Vicky CD 0212 (Released 1989)

Mono 60:06 min.

Sweet sweet spirit/ I John/ Rock my soul (bossom of abraham)
Lead me, guide me
Sweet sweet spirit
Nearer my God to thee
Lighthouse
George Klein intervieuw
Funny how time slips away
Proud mary
Always on my mind
Lighthouse/ I John/ I need your lovin'
It's my time to praise the Lord
Time has made a change in me
Elvis talks to the film director
(Recorded during rehearsals March 30, 31/April 1972)

More of the rare mono camera sync reel to reel tapes that were used during the filming of the "Elvis On Tour" documentary during the spring of 1972 at RCA's Studio A and C in Hollywood, California, at a hotel conference room in San Antoniio, Texas on April 18, and possibly an unknown location somewhere in the USA.

Vicky calls this the "Elvis Gospel Special." It features great Presley gospel performances, with J. D. Sumner and the Stamps Quartet, plus three "secular" songs.

As with the other two volumes in this series most of the material contained in this CD is not in proper chronological order. Vicky's source material, as well as the similar MGM studio session master tapes, were edited and reassembled out of order for unknown reasons.

At the end of my review for "Complete On Tour Sessions" Vol. 3 I have tried to place some of these tracks in their proper chronological sequence, so if you have the three "Complete On Tour Sessions" volumes you can make a tape of those songs in their correct order in which they may have been recorded. See the review for "Complete On Tour Sessions Vol. 3"

Since all of the gospel tracks were performed along with piano Elvis' voice does not get drowned out by instruments as they were in the other two "Complete On Tour Sessions" CDs. However, the prominence of the vocalists in each recording depends on how close or how far that person was positioned from the microphone.

On this CD we get a rare glimpse of what Elvis and J.D. Sumner and the Stamps Quartet did before each and concert performance; Sing gospel songs to warm up vocally or for fun. Singing gospel was one of things that Elvis liked to do the best in the 1970s. Most of Elvis' 1970s concerts had gospel groups for opening acts and his own set contained a number of religious numbers performed alongside his 1950s classics.

The gospel rehearsal/warm up material contained in "Complete On Tour Sessions" volume 2 are the only such material to surface on bootlegs and also seems to be the only instance where any such session was ever professionally recorded.

This review will deal with the quality of each song's recorded quality, give the brief notes as they were made by the documentary's soundman and provide some session information that is provided in "Elvis Sessions II" by Joe Tunzi.

Sweet, Sweet Spirit (trad.)...rec'd March 30, 1972 A brief 25 second snippet ending with Elvis saying "That's enough."

I, John (Johnson/McFadden/Brooks)...rec'd March 31, 1972 Bosom of Abraham (William J. Gaither)...rec'd March 31, 1972. Note: the CD lists this song as being "Rock My Soul." Lead Me, Guide Me (Akers)...rec'd March 31, 1972 These are the same performances available on BMG's "Amazing Grace" 2 CD set. "Bosom of Abraham" and "Lead Me, Guide Me" appear in the "On Tour" documentary film. The three tracks on this CD are of comparable recorded quality to both mentioned releases, but in mono, and are presented in their proper sequence.

## BRIEF 1
Report how many lines of the listing contain the string "metal". Case matters, and give only the number.

## DATA FOR THIS TASK
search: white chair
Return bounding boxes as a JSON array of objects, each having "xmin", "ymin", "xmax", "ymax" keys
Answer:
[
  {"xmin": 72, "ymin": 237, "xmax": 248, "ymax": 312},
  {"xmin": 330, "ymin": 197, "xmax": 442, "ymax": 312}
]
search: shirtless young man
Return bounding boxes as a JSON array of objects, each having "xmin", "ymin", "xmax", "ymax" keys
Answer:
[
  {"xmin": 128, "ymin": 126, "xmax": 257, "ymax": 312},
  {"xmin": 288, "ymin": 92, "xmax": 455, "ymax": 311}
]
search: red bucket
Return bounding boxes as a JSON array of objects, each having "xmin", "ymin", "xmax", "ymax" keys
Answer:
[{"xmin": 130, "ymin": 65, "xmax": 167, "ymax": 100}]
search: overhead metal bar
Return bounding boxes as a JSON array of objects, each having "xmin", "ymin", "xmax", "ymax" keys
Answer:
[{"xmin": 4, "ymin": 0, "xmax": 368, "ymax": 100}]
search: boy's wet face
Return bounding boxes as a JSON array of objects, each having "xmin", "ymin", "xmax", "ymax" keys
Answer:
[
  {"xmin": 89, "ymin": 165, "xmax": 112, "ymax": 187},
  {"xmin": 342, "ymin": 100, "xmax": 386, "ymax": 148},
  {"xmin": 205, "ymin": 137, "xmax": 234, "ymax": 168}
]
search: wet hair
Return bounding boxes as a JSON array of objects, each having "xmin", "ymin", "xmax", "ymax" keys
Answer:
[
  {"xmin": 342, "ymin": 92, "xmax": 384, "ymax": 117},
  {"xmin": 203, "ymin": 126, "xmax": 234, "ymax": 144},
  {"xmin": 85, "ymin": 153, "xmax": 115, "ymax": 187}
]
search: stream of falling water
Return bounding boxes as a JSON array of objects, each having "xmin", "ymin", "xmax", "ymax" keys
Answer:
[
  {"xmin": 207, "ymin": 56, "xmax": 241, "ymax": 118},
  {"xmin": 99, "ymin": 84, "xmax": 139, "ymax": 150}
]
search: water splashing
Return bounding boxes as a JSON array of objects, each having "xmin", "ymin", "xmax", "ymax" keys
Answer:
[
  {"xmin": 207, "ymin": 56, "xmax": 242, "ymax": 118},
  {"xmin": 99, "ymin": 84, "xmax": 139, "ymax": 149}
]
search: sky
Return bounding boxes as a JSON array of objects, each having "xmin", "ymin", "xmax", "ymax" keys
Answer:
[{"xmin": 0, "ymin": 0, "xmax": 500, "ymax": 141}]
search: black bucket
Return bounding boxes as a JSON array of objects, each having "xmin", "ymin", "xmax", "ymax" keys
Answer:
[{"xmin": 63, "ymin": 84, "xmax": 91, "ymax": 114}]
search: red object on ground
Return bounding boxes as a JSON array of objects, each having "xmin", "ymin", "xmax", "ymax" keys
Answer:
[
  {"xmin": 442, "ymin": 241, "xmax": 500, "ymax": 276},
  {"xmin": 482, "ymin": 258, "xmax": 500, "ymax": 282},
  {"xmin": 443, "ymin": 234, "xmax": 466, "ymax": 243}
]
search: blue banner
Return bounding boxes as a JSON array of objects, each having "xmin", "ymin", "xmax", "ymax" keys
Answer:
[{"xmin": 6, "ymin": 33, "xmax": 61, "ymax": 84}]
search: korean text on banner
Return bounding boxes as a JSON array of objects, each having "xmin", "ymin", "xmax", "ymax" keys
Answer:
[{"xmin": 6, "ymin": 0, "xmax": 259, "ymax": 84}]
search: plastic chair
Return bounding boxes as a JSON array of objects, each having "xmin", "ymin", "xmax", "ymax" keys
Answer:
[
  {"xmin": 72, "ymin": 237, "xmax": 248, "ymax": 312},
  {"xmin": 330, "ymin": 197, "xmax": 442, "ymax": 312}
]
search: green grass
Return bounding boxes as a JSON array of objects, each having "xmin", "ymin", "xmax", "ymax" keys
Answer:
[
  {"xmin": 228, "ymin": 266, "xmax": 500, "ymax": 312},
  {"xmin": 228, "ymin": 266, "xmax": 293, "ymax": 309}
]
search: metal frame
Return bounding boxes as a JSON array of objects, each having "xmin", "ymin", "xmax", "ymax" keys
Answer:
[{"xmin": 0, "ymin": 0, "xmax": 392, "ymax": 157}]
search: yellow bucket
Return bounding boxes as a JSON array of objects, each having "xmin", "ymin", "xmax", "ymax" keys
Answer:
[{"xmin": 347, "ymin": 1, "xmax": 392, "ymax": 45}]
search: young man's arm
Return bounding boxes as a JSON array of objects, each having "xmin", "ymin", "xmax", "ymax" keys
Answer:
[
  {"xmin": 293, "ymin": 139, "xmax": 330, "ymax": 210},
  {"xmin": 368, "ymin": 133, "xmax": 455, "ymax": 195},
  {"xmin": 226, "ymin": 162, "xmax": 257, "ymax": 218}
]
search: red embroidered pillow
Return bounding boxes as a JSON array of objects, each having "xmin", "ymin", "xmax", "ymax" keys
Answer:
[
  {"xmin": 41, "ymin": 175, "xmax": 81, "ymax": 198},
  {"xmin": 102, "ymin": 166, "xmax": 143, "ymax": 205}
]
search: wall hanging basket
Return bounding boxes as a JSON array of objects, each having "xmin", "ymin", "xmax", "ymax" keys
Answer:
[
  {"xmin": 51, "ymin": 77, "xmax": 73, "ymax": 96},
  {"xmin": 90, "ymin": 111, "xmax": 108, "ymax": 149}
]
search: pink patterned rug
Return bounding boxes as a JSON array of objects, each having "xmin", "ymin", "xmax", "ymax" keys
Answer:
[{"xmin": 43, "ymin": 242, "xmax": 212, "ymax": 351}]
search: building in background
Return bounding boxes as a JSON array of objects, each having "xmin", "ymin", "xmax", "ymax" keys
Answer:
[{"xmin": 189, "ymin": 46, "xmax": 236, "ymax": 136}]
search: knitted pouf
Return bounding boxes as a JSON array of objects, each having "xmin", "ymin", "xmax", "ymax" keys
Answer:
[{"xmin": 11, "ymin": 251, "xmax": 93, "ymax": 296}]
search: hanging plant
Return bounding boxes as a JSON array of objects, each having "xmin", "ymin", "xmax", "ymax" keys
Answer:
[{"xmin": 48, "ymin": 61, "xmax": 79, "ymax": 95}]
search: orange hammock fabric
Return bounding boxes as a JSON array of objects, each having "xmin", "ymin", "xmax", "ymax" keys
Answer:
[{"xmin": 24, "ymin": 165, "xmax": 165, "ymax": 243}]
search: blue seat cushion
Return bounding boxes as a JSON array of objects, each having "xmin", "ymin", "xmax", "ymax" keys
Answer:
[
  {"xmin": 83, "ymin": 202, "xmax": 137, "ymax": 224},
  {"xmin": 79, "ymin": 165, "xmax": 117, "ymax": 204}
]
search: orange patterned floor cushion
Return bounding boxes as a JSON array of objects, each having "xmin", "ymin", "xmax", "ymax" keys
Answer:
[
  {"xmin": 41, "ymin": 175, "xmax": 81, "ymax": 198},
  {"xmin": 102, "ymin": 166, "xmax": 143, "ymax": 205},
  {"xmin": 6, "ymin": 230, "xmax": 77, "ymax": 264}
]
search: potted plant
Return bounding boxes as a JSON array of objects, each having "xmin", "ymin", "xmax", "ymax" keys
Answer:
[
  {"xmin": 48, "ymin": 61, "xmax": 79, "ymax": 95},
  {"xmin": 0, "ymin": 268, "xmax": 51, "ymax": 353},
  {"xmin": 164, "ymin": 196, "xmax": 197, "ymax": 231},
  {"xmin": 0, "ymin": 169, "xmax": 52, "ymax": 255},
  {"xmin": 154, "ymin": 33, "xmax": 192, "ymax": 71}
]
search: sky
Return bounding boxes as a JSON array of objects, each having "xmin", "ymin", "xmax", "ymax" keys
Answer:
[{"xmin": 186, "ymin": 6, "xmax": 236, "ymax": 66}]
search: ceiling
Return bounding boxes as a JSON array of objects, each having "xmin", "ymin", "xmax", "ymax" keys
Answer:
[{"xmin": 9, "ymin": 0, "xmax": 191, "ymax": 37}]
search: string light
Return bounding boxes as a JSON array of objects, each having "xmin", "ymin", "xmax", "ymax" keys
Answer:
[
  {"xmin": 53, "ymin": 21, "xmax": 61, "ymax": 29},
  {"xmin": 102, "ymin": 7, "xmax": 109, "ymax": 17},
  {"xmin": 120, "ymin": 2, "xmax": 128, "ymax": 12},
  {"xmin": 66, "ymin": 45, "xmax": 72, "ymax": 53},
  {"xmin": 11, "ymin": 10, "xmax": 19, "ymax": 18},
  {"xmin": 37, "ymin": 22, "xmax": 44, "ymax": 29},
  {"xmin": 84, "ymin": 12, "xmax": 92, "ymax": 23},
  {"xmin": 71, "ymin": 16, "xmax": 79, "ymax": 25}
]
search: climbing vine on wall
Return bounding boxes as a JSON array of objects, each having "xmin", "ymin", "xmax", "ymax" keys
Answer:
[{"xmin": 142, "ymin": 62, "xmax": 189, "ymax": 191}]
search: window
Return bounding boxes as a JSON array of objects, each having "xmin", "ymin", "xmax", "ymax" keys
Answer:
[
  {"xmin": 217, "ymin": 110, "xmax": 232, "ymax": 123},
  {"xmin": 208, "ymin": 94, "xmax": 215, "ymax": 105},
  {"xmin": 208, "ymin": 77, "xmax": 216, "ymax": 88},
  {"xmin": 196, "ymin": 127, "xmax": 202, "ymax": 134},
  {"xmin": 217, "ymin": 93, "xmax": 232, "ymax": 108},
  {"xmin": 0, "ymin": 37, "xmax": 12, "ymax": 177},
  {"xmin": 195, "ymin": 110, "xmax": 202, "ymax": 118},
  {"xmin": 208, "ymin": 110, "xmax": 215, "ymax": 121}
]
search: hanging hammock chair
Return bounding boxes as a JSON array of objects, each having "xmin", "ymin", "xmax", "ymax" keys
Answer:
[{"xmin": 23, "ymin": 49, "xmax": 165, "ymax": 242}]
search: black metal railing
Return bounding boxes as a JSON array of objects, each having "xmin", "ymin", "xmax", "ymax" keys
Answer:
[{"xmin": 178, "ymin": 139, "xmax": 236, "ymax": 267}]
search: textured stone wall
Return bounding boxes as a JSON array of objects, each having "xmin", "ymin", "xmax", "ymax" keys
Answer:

## BRIEF 2
In the Elvis CD review, under what title does the CD list the song "Bosom of Abraham"?

## CORRECT ANSWER 1
3

## CORRECT ANSWER 2
"Rock My Soul."